◆ **WORK TO DO**:
(a) Which place names appear in the article on China's foreign exchange reserves?
(b) Could you write the next part of the article on China's foreign exchange reserves, picking up after its last sentence?

-------- SOURCE DOCUMENT

CHINA: Influence of Speculation on Chinese Foreign Reserves Is Downplayed

January 20, 2010

By REUTERS

BEIJING — An increase of $453 billion last year in China’s foreign exchange reserves partly reflected currency valuation effects and was not solely the result of inflows of speculative funds, the Chinese currency regulator said Tuesday.

In a statement on its Web site, the State Administration of Foreign Exchange rejected media reports that the difference between the funds from the Chinese trade surplus and foreign direct investment, on the one hand, and the total increase in reserves, on the other hand, had been caused by speculative “hot money.”

The agency said it had sufficient information to explain the gap last year of $167 billion.

“It is absolutely not right to do simple subtractions and declare that the gap is unexplainable, or even label it as hot money,” the agency said.

But it acknowledged that speculative money was entering China in the form of disguised trade and investment and that low interest rates in the United States were encouraging the flow of money into China.

----------------
-------- MATERIAL SHOWN

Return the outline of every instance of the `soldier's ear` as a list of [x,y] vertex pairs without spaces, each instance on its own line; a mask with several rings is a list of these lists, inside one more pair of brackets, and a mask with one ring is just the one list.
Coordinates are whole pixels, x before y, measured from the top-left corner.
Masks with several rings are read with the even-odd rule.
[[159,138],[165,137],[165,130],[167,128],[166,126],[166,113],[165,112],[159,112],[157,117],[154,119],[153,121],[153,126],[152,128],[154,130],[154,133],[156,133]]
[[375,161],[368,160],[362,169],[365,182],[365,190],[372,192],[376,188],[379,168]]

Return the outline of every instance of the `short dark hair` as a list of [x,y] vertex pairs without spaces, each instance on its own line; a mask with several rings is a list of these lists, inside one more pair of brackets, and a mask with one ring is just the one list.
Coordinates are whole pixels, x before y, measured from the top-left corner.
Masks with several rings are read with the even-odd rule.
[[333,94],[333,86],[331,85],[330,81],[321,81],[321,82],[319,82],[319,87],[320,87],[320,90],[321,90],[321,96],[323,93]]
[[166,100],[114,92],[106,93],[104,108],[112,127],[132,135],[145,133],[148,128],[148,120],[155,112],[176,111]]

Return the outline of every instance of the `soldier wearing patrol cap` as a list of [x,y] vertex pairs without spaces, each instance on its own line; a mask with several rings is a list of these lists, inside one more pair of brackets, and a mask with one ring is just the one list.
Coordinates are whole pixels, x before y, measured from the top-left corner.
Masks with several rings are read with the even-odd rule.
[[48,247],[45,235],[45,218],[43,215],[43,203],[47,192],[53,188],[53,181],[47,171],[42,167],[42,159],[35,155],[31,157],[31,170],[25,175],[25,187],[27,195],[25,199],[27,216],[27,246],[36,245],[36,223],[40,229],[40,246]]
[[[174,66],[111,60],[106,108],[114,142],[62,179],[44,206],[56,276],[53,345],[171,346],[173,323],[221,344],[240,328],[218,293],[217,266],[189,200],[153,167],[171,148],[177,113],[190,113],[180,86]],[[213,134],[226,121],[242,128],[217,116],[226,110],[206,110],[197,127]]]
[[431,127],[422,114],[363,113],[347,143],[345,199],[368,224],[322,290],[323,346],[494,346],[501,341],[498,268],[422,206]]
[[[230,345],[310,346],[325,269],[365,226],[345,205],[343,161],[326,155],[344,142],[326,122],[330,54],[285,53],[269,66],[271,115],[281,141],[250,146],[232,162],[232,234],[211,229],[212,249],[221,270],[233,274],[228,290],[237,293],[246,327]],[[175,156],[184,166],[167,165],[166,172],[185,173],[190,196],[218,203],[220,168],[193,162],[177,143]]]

----------------

◆ **ANSWERS TO THE TASKS**:
(a) China, Beijing, United States

(b)
For these reasons, the agency said, China needed to retain controls on capital flows, even though it reaffirmed the longstanding policy to move toward the full convertibility of the renminbi, and to give individuals and institutions in mainland China more opportunities to invest abroad.

Caijing Magazine, a Chinese business publication, reported Tuesday that Shanghai was considering allowing its residents to invest outside mainland China.

The Caijing report citing Fang Xinghai, head of the city’s financial services office, said the program would not limit investors to Hong Kong. The report did not provide details on the scope or timing of any such move.

The foreign exchange agency did not provide any information about the currency composition of China’s $2.4 trillion in foreign exchange reserves, the world’s largest stockpile.

Analysts said about two-thirds of the reserves are in dollars.

“We can’t release details of investment returns and currency changes, but we can use some relevant figures as references,” the Foreign Exchange agency said.

It cited the 8.5 percent fall in the dollar index in 2009 and data from the International Monetary Fund showing that nondollar assets accounted for about 40 percent of global foreign exchange reserves.

“The appreciation of nondollar currencies against the dollar in 2009 has definitely led to growth in outstanding foreign exchange reserves calculated in dollars,” the agency said.

Investment returns also increased the Chinese reserves, it said. As an example, it cited the annual average return of 4.8 percent in the Barclays Global Investors bond index from 2005 to 2009.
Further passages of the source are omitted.